* **Exercise materials**:
····················

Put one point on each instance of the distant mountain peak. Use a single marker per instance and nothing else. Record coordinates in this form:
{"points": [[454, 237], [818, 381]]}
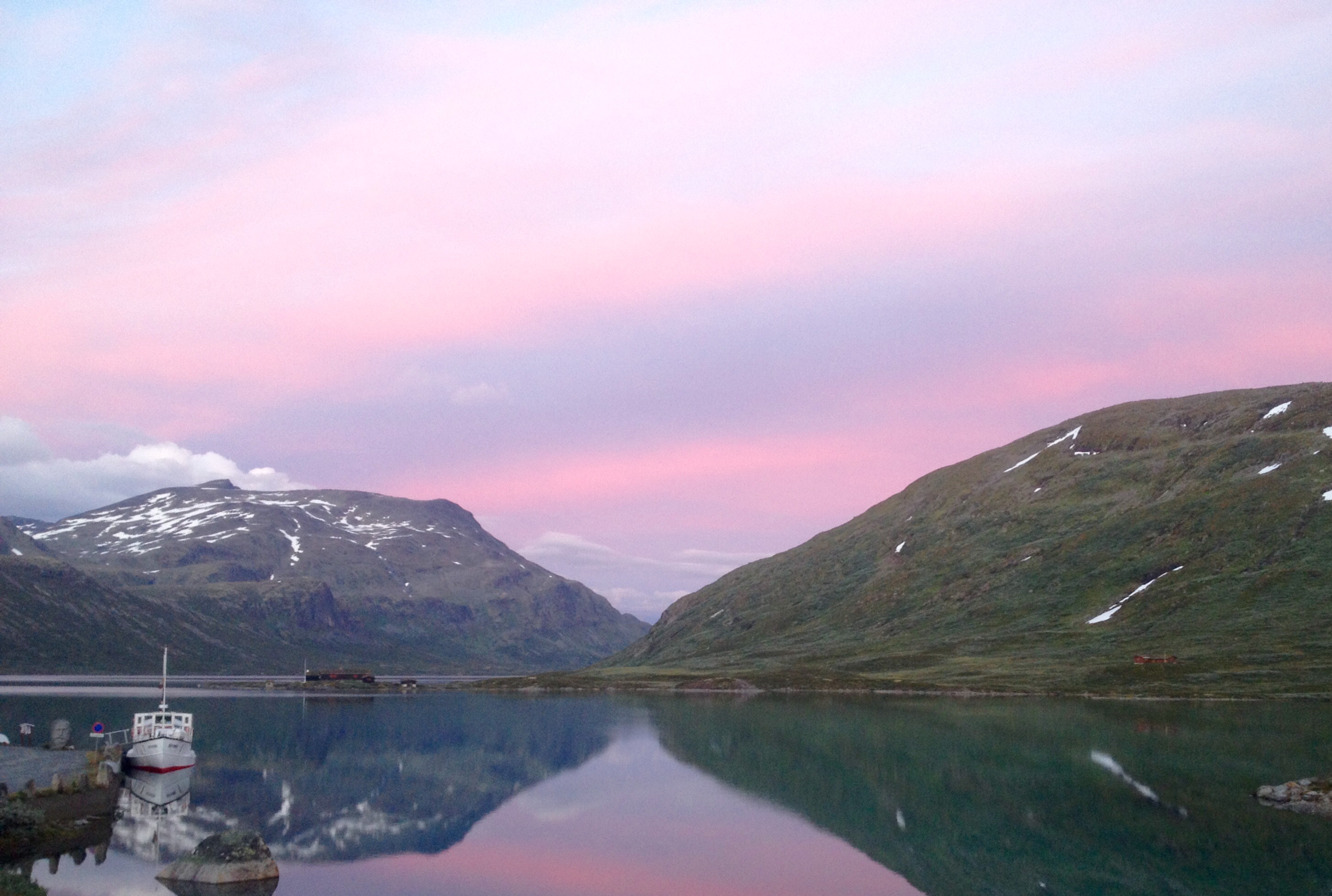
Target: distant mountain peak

····················

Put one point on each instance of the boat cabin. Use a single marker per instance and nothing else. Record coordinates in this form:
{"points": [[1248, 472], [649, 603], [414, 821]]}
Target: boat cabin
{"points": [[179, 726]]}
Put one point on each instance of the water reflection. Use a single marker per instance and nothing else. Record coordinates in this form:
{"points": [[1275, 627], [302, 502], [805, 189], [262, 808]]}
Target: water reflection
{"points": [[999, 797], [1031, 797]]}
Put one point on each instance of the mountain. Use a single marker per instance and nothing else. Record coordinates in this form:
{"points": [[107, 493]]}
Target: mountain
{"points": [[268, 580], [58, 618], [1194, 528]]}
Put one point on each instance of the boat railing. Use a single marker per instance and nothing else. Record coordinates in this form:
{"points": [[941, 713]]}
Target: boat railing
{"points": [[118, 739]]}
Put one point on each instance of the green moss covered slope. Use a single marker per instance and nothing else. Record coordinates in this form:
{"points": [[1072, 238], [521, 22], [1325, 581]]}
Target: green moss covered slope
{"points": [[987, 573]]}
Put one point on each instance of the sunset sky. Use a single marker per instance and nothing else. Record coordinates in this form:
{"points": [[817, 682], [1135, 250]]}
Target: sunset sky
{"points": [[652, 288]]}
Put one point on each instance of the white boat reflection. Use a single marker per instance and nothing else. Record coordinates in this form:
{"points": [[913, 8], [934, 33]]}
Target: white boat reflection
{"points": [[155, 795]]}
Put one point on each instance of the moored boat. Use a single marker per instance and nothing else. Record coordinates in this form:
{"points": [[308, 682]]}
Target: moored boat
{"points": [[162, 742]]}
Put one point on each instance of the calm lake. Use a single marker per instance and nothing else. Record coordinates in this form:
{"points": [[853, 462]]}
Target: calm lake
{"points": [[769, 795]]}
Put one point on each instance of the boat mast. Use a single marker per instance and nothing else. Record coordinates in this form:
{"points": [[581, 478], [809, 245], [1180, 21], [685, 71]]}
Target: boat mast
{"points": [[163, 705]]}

····················

* **Exercise details**: Please count the lines in the entries above that contain the word "moored" and reply with that number only.

* **Worked solution**: 2